▸ WHAT THE TASK ASKS: Write out the lines from the start up to and including the line with "x=361 y=656", switching "trial run" to "practice round" and leaving everything else the same.

--- RECORDS FOR THE EXERCISE ---

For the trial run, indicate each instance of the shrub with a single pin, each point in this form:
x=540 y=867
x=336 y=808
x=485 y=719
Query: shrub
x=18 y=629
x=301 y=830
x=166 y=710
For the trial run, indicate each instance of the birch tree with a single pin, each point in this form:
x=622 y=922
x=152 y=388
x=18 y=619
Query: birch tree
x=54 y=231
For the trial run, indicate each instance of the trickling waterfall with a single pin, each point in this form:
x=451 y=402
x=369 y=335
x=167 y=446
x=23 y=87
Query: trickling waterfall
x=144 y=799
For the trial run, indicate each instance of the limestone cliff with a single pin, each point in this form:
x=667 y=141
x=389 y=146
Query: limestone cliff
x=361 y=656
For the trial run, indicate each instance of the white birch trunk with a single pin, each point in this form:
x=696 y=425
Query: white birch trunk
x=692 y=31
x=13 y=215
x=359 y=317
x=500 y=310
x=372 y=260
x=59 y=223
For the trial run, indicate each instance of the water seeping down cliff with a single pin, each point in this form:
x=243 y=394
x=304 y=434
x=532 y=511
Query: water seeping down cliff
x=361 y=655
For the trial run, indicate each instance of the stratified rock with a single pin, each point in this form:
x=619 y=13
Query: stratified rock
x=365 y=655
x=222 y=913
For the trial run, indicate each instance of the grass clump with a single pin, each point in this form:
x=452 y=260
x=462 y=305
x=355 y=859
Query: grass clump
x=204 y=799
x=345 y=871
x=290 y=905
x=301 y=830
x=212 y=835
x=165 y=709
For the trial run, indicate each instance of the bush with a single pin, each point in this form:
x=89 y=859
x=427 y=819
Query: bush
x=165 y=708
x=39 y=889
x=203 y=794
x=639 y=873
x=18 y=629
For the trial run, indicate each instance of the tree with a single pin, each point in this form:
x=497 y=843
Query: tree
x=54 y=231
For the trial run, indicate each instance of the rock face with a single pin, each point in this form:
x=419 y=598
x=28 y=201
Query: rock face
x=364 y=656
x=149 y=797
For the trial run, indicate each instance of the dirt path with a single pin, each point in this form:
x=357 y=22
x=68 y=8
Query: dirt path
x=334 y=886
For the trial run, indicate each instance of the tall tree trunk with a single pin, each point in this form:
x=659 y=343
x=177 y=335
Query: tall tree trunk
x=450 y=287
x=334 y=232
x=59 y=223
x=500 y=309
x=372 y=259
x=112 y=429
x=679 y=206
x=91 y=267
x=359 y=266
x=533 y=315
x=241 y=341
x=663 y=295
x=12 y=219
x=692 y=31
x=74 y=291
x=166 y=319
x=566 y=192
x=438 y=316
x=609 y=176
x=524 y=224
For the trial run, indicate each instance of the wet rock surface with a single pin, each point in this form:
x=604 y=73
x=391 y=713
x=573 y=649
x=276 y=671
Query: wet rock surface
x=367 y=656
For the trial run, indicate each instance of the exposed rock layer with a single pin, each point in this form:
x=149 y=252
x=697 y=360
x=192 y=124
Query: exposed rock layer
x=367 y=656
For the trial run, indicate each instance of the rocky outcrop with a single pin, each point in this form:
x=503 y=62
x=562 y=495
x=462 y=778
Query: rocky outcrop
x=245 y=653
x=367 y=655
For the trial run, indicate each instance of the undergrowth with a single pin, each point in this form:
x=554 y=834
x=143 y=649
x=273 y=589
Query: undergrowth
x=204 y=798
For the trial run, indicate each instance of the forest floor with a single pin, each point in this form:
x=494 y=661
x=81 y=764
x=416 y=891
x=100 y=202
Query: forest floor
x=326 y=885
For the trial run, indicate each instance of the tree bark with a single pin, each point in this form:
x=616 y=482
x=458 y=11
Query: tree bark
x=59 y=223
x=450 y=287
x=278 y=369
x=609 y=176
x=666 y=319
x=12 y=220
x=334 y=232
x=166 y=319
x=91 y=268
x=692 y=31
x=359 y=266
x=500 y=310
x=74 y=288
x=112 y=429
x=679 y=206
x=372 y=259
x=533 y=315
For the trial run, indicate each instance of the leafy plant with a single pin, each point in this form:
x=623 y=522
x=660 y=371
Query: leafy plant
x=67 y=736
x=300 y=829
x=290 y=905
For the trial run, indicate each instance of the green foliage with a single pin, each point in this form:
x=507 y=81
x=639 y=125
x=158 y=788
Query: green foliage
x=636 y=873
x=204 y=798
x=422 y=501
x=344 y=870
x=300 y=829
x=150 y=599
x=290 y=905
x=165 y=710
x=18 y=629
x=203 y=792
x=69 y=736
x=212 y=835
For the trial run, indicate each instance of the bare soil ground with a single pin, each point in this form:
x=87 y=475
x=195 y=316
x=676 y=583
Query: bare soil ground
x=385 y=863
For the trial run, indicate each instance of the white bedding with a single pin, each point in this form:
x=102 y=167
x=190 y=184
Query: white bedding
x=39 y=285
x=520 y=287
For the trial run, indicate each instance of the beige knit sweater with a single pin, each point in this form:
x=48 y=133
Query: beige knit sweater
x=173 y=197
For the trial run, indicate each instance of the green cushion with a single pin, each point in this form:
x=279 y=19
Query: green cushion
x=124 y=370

---

▸ COMPLETED EXERCISE:
For the practice round, indicate each instance of the shrub with a single pin, each point in this form:
x=540 y=867
x=336 y=808
x=485 y=719
Query: shrub
x=18 y=629
x=301 y=830
x=166 y=710
For the practice round, indicate each instance of the birch tree with a single pin, each point in this form:
x=622 y=922
x=152 y=388
x=18 y=619
Query: birch tree
x=54 y=231
For the practice round, indicate each instance of the trickling waterfall with a single pin, each point in this form:
x=451 y=402
x=369 y=335
x=167 y=446
x=23 y=87
Query: trickling waterfall
x=144 y=799
For the practice round, indicate each instance of the limestone cliff with a single pin, each point in this form:
x=667 y=141
x=389 y=146
Query: limestone cliff
x=361 y=656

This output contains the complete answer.